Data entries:
********
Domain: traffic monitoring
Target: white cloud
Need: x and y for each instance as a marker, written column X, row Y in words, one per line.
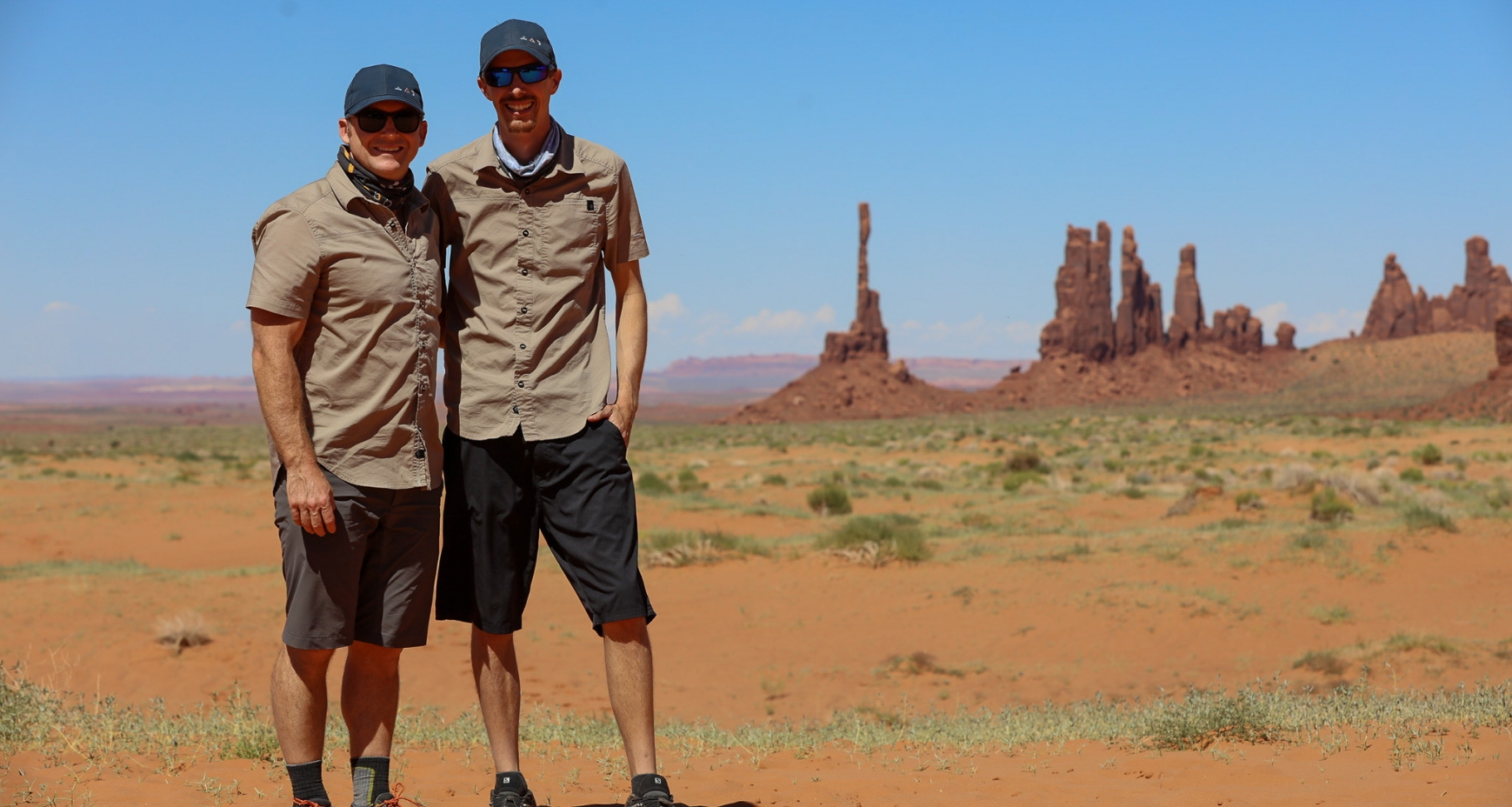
column 974, row 331
column 664, row 309
column 1335, row 323
column 783, row 323
column 1272, row 315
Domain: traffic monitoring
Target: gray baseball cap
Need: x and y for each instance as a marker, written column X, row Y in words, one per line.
column 516, row 35
column 383, row 83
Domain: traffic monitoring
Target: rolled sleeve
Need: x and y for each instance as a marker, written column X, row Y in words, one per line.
column 286, row 270
column 626, row 237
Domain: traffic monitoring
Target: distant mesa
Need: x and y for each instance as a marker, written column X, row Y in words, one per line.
column 1397, row 311
column 1489, row 397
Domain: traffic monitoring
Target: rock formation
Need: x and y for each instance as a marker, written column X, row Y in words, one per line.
column 867, row 334
column 1082, row 298
column 1286, row 336
column 1503, row 340
column 1137, row 323
column 1187, row 319
column 1237, row 330
column 855, row 378
column 1475, row 305
column 1395, row 310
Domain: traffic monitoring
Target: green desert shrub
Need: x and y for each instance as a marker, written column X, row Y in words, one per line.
column 649, row 484
column 1027, row 460
column 829, row 499
column 1331, row 508
column 1428, row 454
column 689, row 483
column 891, row 537
column 1420, row 516
column 1248, row 501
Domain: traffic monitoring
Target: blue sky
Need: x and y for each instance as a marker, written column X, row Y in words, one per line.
column 1295, row 143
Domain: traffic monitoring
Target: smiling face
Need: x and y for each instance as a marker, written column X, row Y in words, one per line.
column 521, row 106
column 386, row 153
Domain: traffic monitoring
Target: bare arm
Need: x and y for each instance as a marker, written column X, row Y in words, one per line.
column 629, row 342
column 280, row 391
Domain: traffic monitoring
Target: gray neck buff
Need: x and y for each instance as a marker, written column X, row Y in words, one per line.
column 554, row 143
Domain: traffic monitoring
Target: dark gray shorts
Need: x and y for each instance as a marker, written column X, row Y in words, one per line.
column 372, row 579
column 576, row 491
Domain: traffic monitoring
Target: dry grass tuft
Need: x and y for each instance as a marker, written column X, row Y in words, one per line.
column 182, row 632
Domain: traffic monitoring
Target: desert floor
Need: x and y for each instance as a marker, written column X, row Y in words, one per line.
column 1123, row 558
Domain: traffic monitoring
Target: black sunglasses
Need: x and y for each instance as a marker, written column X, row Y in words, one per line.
column 505, row 76
column 374, row 120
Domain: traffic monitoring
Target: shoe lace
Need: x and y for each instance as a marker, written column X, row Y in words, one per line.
column 395, row 797
column 507, row 798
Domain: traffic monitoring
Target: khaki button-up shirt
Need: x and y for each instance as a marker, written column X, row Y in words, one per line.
column 527, row 340
column 370, row 292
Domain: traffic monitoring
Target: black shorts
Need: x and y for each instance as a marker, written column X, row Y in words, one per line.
column 368, row 582
column 576, row 491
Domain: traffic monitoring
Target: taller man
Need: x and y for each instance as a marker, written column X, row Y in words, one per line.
column 532, row 218
column 345, row 301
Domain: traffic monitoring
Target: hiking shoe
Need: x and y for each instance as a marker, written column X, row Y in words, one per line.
column 510, row 798
column 654, row 797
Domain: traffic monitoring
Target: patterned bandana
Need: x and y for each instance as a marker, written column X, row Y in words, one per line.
column 390, row 194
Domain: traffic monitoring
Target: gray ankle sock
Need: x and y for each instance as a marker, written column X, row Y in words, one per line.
column 306, row 784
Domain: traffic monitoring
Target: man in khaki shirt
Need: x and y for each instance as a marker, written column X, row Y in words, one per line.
column 345, row 304
column 534, row 218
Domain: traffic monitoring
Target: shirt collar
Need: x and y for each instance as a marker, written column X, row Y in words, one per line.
column 347, row 192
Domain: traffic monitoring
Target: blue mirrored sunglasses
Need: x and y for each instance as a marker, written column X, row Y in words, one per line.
column 505, row 76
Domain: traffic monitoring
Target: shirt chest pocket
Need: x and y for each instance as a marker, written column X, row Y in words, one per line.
column 573, row 235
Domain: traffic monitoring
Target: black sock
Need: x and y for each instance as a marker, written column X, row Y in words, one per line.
column 649, row 784
column 306, row 782
column 370, row 780
column 511, row 782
********
What you will do: Please give every line of the entries above as a numbered list, skipping blank lines and leaving the pictures out.

Answer to this problem:
1. Domain: traffic monitoring
2. Target: white cloud
3. Need: x and y for each instance as a marker, written column X, row Y in words, one per line.
4. column 974, row 331
5. column 664, row 309
6. column 1335, row 323
7. column 783, row 323
8. column 1272, row 315
9. Domain: traffic monitoring
10. Target: gray baseball cap
11. Need: x and y for each instance as a marker, written column X, row Y in words, one per line.
12. column 516, row 35
13. column 383, row 83
14. Domain: traffic monitoring
15. Target: rolled sleeve
16. Need: x and y for each instance as a marker, written column X, row Y in words, one per line.
17. column 286, row 270
18. column 626, row 237
19. Domain: traffic monitoring
20. Target: distant mesa
21. Need: x and y for each instance as a marker, written column X, row Y in words, one per line.
22. column 1397, row 311
23. column 1489, row 397
24. Domain: traffic monitoring
25. Target: rock formation
26. Need: x and y for each instance as a marker, written column X, row Y in words, one per line.
27. column 867, row 334
28. column 1082, row 298
29. column 1286, row 336
30. column 1503, row 340
31. column 1137, row 323
32. column 1187, row 319
33. column 1237, row 330
34. column 855, row 378
35. column 1475, row 305
36. column 1395, row 310
37. Domain: traffic monitoring
38. Target: green desert shrub
39. Need: x and y for each instance as a marker, written column X, row Y in words, one per line.
40. column 649, row 484
41. column 1027, row 460
42. column 829, row 499
43. column 1331, row 508
44. column 1428, row 454
45. column 689, row 483
46. column 891, row 537
47. column 1420, row 516
48. column 1248, row 501
49. Domain: traffic monitoring
50. Target: blue sky
51. Need: x and y for each instance as a marker, written column X, row Y in words, one per line.
52. column 1295, row 143
53. Domain: traffic monitoring
54. Target: smiling face
55. Need: x and y for each instance as a marker, written column X, row Y in words, one per line.
56. column 521, row 106
57. column 386, row 153
58. Domain: traffic monitoring
59. Target: bare arm
60. Need: x and y for each instance as a marker, written column X, row Y in words, one per line.
61. column 629, row 342
62. column 280, row 391
63. Domain: traffic monitoring
64. Target: gray neck buff
65. Need: x and y for each instance as a marker, written column X, row Y in words, one per line.
66. column 554, row 143
67. Domain: traffic monitoring
68. Target: dark gray shorts
69. Need: x and y for each instance as a marker, written column X, row Y in words, one per line.
70. column 372, row 579
71. column 576, row 491
72. Domain: traffic monitoring
73. Target: dry grass tuft
74. Need: x and y for each instance as a marker, written column X, row Y in words, one per line.
75. column 182, row 632
76. Domain: traffic monitoring
77. Target: desert floor
78. Need: x and y for each instance as a marker, written column X, row Y in words, one per line.
79. column 1123, row 558
80. Domain: traffic monitoring
81. Target: black sunglasses
82. Need: x and y for each instance as a marker, written column X, row Y in words, one per line.
83. column 505, row 76
84. column 374, row 120
85. Domain: traffic monitoring
86. Target: shoe lace
87. Need: x and y for each instance as a marker, written column X, row Y in words, one per line.
88. column 395, row 797
89. column 507, row 798
90. Domain: traffic monitoring
91. Target: khaki button-up shirt
92. Need: x and y for each instance as a marker, written column X, row Y in words, one per line.
93. column 527, row 340
94. column 370, row 292
95. Domain: traffic monitoring
96. Target: black shorts
97. Need: x and y for each instance as a marker, written column X, row Y in words, one per line.
98. column 368, row 582
99. column 576, row 491
100. Domain: traffic monitoring
101. Target: taller man
102. Need: x and y for each instance as a marker, written column X, row Y in words, one per line.
103. column 532, row 218
104. column 345, row 301
105. Domain: traffic monitoring
106. Target: hiking shoe
107. Need: x and y for each instance as a marker, written column X, row Y in words, one per line.
108. column 510, row 798
109. column 654, row 797
110. Domain: traffic monitoring
111. Target: patterned bandana
112. Need: x and y for each instance as a marker, written column X, row Y in words, one per line.
113. column 390, row 194
114. Domain: traffic monitoring
115. Target: gray ankle sock
116. Need: x and y for each instance as a marker, written column X, row Y in words, one per line.
117. column 306, row 784
118. Domain: traffic monitoring
119. Target: man in khaki shirt
120. Need: x and y for each instance as a marker, written column X, row Y in words, one per line.
121. column 345, row 304
122. column 534, row 218
123. Domain: traffic monitoring
124. Target: shirt collar
125. Need: x and y for each instance as a marker, written column X, row Y in words, one per line.
126. column 347, row 192
127. Domain: traffic monitoring
128. Target: blue mirrored sunglasses
129. Need: x and y for each instance as a marker, written column X, row Y in words, one per line.
130. column 505, row 76
131. Domain: traffic monitoring
132. Target: shirt chest pocket
133. Need: x and y for each instance as a marker, written column X, row Y in words, one per line.
134. column 573, row 235
135. Domain: traffic monitoring
136. Target: black sock
137. Need: x and y for each instance as a marker, written column X, row Y in words, one per line.
138. column 649, row 784
139. column 306, row 782
140. column 370, row 780
141. column 511, row 782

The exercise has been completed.